PROBLEMS AND TASKS.
1: Please check statements (a), (b), and (c) against the poetry book descriptions. For each, answer yes or no and quote the deciding words. (a) Popular Fiction is made up of 17 poems. (b) The woodcuts in The Word I Like White Paint Considered are by Bernard Welt. (c) Converses sets parallel poems side by side in two columns.
2: Carry the poetry book descriptions forward from the point where they stop.

PAGE.
::::::

The Word I Like White Paint Considered, a chapbook with gorgeous woodcuts by Brita Bergland, breaks the thought in the line like the title’s beginning misdirects the syntax of the whole. “Tis the season to be pause / and refresh for the new / deciduous connectors / to the habit habitat”.
Popular Fiction prints the important poems of Sherry’s mid-career affair with genre writing, enjambment of multiple texts and cultures. As the review by Bernard Welt says, “…it is ultimately not the structure that matters in Sherry’s book so much as what happens when that structure passes through the mind of the reader: how an opinion is formed in the case, how a worldview is built, how words get under the skin.” In this full-length collection comprised of 17 poems ending with “Plus Thirteen,” Sherry expands the contemporary formulations of minimalism as he begins his extended poetic exploration of environmental diversity.
Converses is a letter-press experiment in the beauty of two people speaking at once. In two columns, each page displays a pair of parallel poems meant to be read by two voices in an experiment to explore the density at which a listener can hear two poems at the same time. Love, “Leveling,” Sequence, and “Musical Grammar” are addressed in the process of poems talking at each other.

::::::

(Coordinate labeling data)
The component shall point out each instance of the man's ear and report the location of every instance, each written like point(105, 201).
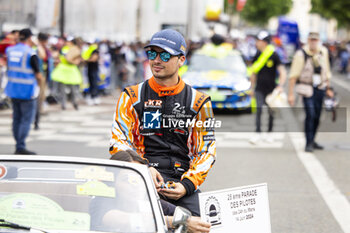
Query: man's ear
point(182, 60)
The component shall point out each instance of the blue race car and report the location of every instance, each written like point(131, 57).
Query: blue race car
point(220, 72)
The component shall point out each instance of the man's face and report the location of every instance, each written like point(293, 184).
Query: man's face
point(313, 43)
point(164, 70)
point(260, 44)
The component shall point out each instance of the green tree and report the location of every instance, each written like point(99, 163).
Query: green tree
point(338, 9)
point(260, 11)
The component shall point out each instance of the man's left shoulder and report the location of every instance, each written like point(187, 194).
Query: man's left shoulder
point(199, 99)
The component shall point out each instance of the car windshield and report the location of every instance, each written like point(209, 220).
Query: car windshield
point(203, 63)
point(74, 197)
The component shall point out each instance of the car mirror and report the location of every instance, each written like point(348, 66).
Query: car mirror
point(180, 218)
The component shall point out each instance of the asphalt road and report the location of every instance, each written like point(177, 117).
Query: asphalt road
point(308, 192)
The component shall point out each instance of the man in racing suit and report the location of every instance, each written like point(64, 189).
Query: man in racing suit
point(168, 123)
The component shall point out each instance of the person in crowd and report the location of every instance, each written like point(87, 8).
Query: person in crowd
point(44, 56)
point(310, 76)
point(67, 73)
point(24, 81)
point(266, 68)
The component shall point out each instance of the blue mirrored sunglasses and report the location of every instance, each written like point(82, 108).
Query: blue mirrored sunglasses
point(164, 56)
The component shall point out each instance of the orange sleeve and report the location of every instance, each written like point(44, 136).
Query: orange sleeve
point(125, 127)
point(202, 147)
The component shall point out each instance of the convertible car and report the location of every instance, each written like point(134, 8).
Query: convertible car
point(68, 194)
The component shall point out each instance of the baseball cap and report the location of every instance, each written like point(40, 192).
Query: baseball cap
point(169, 40)
point(25, 33)
point(314, 35)
point(264, 35)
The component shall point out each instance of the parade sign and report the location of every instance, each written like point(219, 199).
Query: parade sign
point(242, 209)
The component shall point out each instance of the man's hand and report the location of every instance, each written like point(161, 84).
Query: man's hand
point(176, 193)
point(329, 93)
point(291, 99)
point(279, 88)
point(157, 178)
point(195, 224)
point(251, 93)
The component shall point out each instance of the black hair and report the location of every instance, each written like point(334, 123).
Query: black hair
point(129, 156)
point(43, 36)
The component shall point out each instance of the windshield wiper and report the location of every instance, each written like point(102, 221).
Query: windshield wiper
point(4, 223)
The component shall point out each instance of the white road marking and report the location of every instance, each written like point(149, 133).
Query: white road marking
point(71, 138)
point(241, 140)
point(87, 130)
point(335, 200)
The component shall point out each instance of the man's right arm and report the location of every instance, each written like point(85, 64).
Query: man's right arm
point(34, 63)
point(295, 71)
point(125, 122)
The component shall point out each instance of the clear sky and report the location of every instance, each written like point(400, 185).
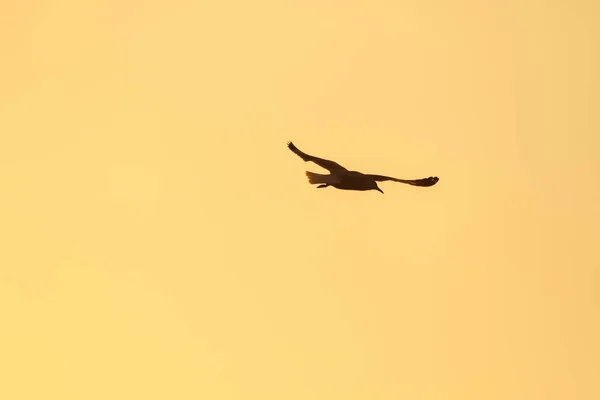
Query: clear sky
point(159, 241)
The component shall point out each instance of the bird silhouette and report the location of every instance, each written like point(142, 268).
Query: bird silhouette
point(341, 178)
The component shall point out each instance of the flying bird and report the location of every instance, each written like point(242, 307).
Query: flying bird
point(341, 178)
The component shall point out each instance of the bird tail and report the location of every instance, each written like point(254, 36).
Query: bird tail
point(318, 178)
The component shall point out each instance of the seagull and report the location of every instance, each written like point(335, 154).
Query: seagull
point(340, 178)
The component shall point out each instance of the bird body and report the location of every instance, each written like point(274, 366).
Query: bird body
point(341, 178)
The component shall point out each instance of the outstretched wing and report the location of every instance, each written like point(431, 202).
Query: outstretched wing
point(329, 165)
point(432, 180)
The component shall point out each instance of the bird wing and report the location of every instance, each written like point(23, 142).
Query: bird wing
point(327, 164)
point(432, 180)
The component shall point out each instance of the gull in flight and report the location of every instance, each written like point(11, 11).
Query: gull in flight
point(340, 178)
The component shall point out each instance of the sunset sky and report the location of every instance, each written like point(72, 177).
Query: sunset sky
point(159, 241)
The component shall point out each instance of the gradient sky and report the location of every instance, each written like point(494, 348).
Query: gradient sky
point(159, 241)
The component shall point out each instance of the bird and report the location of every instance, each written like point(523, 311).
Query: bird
point(341, 178)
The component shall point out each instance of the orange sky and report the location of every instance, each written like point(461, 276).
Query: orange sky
point(161, 242)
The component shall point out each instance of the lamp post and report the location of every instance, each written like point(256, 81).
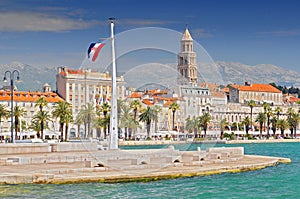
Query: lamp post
point(11, 75)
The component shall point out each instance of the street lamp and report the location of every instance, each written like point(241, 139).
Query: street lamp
point(11, 75)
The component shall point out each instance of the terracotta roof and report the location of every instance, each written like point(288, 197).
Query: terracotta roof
point(71, 71)
point(168, 103)
point(157, 92)
point(257, 88)
point(147, 102)
point(25, 96)
point(226, 90)
point(293, 99)
point(135, 95)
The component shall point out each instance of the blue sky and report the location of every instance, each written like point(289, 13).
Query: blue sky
point(55, 33)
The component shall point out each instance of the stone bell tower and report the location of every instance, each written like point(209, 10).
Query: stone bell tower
point(187, 64)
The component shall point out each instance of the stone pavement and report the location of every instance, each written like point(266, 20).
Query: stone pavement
point(67, 166)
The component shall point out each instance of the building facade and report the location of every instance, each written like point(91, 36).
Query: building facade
point(80, 87)
point(260, 93)
point(26, 100)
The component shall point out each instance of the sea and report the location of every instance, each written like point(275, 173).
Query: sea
point(281, 181)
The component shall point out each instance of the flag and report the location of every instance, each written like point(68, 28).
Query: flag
point(94, 50)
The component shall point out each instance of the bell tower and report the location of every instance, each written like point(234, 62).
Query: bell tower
point(187, 64)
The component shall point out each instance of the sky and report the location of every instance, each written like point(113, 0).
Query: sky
point(56, 33)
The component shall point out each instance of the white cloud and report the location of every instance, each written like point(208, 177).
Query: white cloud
point(142, 22)
point(280, 33)
point(200, 33)
point(28, 21)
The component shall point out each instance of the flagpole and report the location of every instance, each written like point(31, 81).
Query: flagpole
point(113, 138)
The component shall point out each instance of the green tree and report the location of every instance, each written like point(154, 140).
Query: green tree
point(127, 120)
point(41, 117)
point(282, 125)
point(174, 107)
point(223, 124)
point(265, 106)
point(105, 109)
point(68, 119)
point(135, 105)
point(18, 113)
point(157, 109)
point(278, 110)
point(290, 120)
point(261, 119)
point(204, 121)
point(63, 111)
point(274, 121)
point(191, 125)
point(41, 103)
point(4, 114)
point(269, 114)
point(148, 115)
point(251, 104)
point(35, 126)
point(247, 122)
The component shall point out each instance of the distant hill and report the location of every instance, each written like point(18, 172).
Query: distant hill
point(234, 72)
point(33, 78)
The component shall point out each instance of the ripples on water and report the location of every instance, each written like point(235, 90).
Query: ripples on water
point(281, 181)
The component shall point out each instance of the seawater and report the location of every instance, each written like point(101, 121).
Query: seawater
point(282, 181)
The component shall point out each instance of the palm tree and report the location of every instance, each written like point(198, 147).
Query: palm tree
point(296, 118)
point(282, 125)
point(191, 125)
point(126, 120)
point(251, 104)
point(261, 119)
point(290, 120)
point(4, 114)
point(18, 112)
point(274, 122)
point(174, 107)
point(203, 121)
point(247, 123)
point(68, 119)
point(278, 110)
point(135, 105)
point(105, 108)
point(41, 103)
point(266, 106)
point(269, 113)
point(223, 124)
point(41, 117)
point(148, 115)
point(63, 111)
point(35, 126)
point(157, 110)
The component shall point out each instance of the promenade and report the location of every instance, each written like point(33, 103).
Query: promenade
point(64, 165)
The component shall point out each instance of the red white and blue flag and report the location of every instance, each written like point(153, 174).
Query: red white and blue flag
point(94, 51)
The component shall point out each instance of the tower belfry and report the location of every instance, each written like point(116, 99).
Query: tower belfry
point(187, 64)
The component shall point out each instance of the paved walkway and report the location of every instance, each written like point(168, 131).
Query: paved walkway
point(77, 172)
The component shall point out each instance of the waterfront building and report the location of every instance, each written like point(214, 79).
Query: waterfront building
point(187, 62)
point(80, 87)
point(27, 101)
point(260, 93)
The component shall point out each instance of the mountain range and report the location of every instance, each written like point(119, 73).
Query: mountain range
point(33, 77)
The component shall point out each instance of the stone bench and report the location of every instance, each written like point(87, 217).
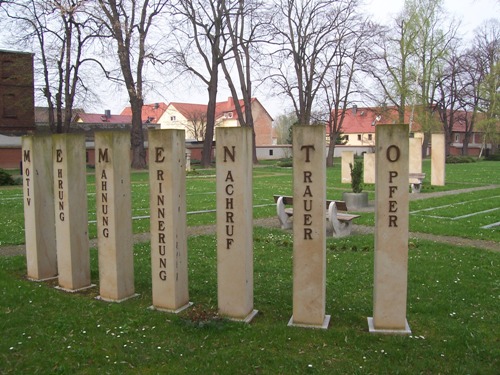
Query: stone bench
point(416, 180)
point(340, 223)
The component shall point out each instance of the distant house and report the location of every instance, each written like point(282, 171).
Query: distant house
point(151, 113)
point(358, 128)
point(16, 92)
point(192, 117)
point(103, 120)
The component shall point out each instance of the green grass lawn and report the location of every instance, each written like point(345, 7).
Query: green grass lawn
point(452, 311)
point(453, 295)
point(270, 180)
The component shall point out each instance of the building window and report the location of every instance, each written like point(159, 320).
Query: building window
point(7, 69)
point(9, 106)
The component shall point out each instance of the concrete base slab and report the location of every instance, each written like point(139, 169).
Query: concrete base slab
point(75, 290)
point(117, 300)
point(326, 323)
point(372, 329)
point(42, 280)
point(247, 319)
point(177, 311)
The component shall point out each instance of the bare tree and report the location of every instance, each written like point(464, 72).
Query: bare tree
point(434, 43)
point(394, 69)
point(449, 91)
point(243, 26)
point(61, 31)
point(197, 122)
point(304, 37)
point(129, 23)
point(199, 26)
point(487, 51)
point(343, 80)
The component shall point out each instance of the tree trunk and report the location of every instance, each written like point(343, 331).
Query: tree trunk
point(465, 146)
point(331, 149)
point(425, 144)
point(206, 157)
point(137, 136)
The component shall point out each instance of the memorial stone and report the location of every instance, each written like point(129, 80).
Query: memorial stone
point(38, 188)
point(369, 168)
point(438, 160)
point(347, 160)
point(114, 216)
point(70, 188)
point(309, 228)
point(235, 223)
point(391, 231)
point(167, 180)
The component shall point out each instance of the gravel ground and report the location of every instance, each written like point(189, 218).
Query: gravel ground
point(273, 222)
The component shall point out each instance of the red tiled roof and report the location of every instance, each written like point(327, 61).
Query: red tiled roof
point(188, 109)
point(363, 120)
point(96, 118)
point(151, 112)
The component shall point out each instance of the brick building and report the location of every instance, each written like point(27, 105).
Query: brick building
point(16, 92)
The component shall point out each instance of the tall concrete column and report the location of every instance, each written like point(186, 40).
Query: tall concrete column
point(346, 161)
point(167, 182)
point(438, 159)
point(39, 225)
point(309, 227)
point(114, 216)
point(70, 189)
point(391, 231)
point(235, 223)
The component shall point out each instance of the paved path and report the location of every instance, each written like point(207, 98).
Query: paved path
point(272, 222)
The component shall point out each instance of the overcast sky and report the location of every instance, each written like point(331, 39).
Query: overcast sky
point(471, 13)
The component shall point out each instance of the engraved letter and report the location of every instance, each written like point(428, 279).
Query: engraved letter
point(393, 153)
point(307, 219)
point(103, 155)
point(307, 176)
point(392, 190)
point(228, 153)
point(393, 206)
point(393, 221)
point(159, 158)
point(162, 275)
point(392, 174)
point(307, 151)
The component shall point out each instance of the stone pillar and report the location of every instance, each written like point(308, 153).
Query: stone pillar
point(347, 159)
point(38, 188)
point(369, 168)
point(188, 160)
point(167, 181)
point(391, 231)
point(309, 227)
point(70, 190)
point(415, 155)
point(114, 215)
point(235, 223)
point(438, 159)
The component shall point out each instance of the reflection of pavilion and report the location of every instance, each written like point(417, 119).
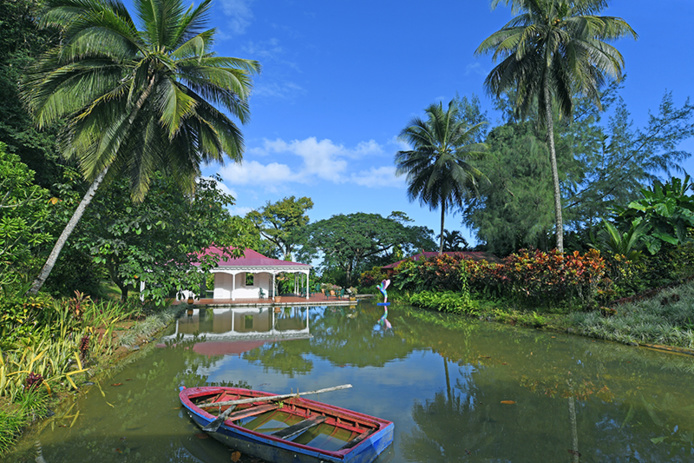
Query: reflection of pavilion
point(244, 323)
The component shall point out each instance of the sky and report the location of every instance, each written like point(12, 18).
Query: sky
point(340, 80)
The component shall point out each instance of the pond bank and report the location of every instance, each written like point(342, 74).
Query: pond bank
point(129, 336)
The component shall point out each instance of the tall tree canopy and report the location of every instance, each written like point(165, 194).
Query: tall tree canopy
point(137, 100)
point(348, 241)
point(282, 224)
point(551, 51)
point(438, 167)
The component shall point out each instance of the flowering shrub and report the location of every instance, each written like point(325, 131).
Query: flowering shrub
point(538, 275)
point(446, 301)
point(371, 277)
point(530, 277)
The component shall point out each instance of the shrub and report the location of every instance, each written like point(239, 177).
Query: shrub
point(372, 277)
point(447, 301)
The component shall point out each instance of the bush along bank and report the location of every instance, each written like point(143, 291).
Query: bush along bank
point(50, 348)
point(570, 292)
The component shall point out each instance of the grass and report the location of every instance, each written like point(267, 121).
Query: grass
point(54, 353)
point(667, 318)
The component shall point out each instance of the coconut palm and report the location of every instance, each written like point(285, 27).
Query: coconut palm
point(137, 100)
point(438, 166)
point(551, 51)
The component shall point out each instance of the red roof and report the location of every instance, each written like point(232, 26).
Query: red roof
point(250, 258)
point(473, 255)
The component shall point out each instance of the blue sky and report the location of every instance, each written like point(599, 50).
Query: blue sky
point(341, 79)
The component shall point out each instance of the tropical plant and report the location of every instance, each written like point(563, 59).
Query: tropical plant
point(620, 243)
point(282, 224)
point(137, 100)
point(438, 167)
point(665, 211)
point(551, 51)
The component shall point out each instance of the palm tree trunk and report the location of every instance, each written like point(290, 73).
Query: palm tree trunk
point(77, 215)
point(555, 171)
point(67, 231)
point(443, 215)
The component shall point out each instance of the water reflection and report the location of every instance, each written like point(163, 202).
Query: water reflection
point(457, 389)
point(247, 322)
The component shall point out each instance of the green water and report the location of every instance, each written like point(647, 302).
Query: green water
point(457, 390)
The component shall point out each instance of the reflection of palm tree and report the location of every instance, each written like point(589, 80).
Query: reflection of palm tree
point(454, 241)
point(136, 101)
point(550, 51)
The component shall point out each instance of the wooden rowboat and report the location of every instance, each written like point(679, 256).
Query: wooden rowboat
point(289, 429)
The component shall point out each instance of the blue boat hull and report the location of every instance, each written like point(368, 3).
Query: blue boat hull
point(285, 451)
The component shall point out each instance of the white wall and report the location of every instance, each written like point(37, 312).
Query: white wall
point(223, 286)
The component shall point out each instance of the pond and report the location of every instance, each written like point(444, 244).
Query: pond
point(456, 389)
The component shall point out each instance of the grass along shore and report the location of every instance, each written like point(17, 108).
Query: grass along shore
point(34, 404)
point(665, 320)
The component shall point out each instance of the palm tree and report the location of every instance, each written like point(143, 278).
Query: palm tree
point(137, 101)
point(438, 169)
point(551, 51)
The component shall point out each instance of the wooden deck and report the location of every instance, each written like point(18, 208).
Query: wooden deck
point(284, 300)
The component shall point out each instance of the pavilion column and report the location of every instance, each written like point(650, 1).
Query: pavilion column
point(233, 286)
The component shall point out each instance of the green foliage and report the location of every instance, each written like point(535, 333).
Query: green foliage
point(530, 278)
point(664, 319)
point(438, 167)
point(515, 209)
point(25, 210)
point(514, 317)
point(665, 211)
point(157, 241)
point(349, 241)
point(137, 102)
point(282, 224)
point(549, 53)
point(541, 278)
point(21, 42)
point(446, 301)
point(371, 278)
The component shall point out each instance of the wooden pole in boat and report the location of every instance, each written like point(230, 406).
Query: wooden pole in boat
point(214, 425)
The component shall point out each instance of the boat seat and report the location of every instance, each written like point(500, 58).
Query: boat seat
point(301, 426)
point(357, 439)
point(252, 411)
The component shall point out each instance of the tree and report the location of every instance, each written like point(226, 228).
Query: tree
point(438, 166)
point(24, 210)
point(282, 223)
point(347, 241)
point(665, 211)
point(603, 163)
point(157, 241)
point(550, 52)
point(454, 241)
point(514, 210)
point(21, 41)
point(136, 101)
point(623, 160)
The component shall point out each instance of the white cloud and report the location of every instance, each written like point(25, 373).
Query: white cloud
point(400, 144)
point(317, 160)
point(240, 15)
point(377, 177)
point(264, 49)
point(240, 211)
point(476, 69)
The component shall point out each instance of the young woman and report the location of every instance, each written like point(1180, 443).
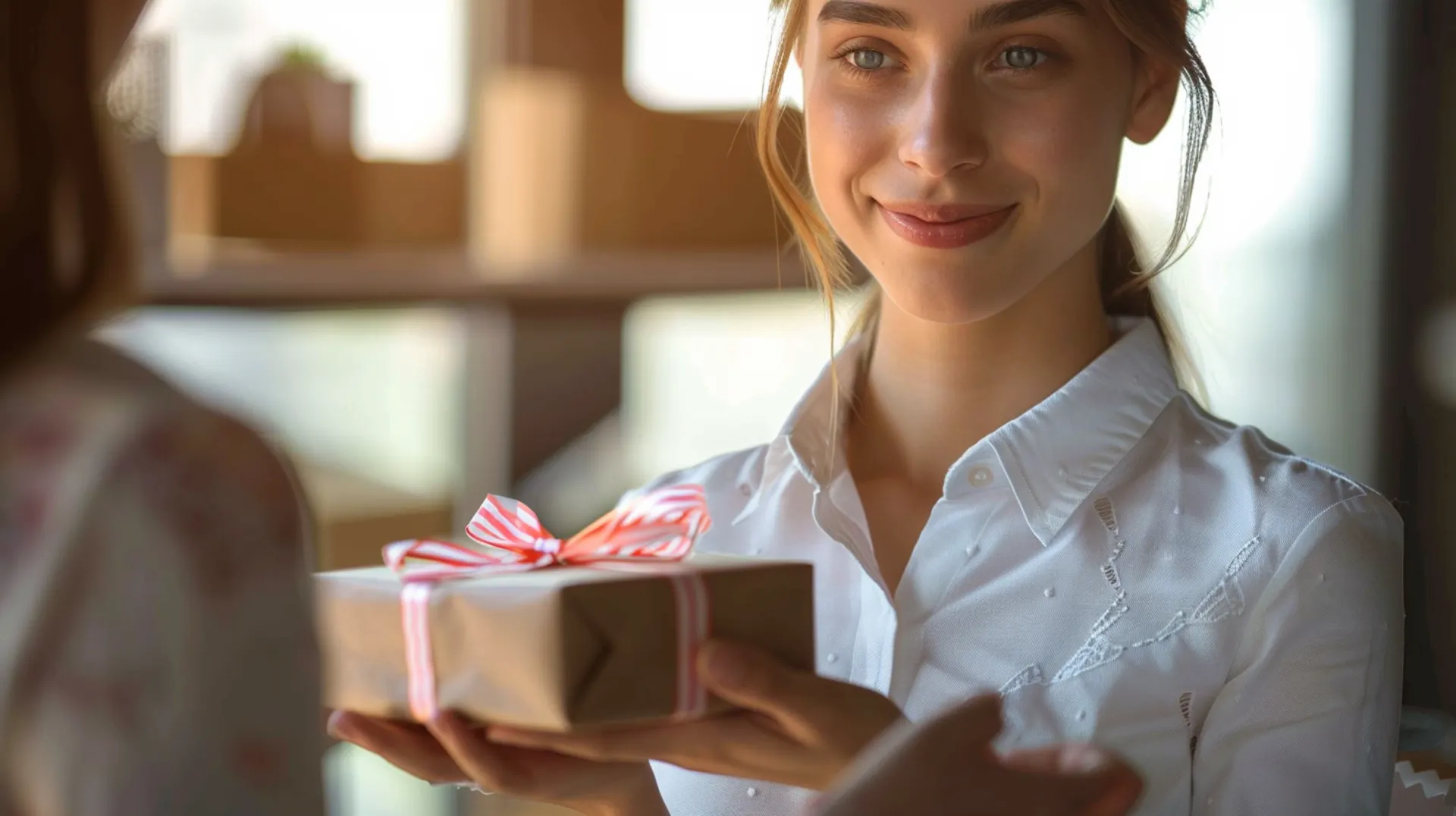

::::::

OUTPUTS BY TASK.
1:
(a) Yes: "comprised of 17 poems"
(b) No: "with gorgeous woodcuts by Brita Bergland"
(c) Yes: "In two columns, each page displays a pair of parallel poems"

2:
In In Case, the reader investigates the case of the author in a cool caper where everyone is guilty. “But suddenly the case turned. I did not think that I might be the murderer… But then I found him. Through endless parties and discussions, one many refused to panic… All right he killed her and she killed him and he killed her and then there was a gang-style execution and that about wraps it up for all except who wants to still to know what for.”
Written mostly in 1976 & 77, Part Songs was sketched spontaneously during concerts and recordings. The music transformed into poetry through rhythms and tone ranges from Stravinsky to “The Man on the Flying Trapeze” to the group Musica Elettronica Viva. The song “She’ll Be Comin’ ‘Round” has been widely anthologized.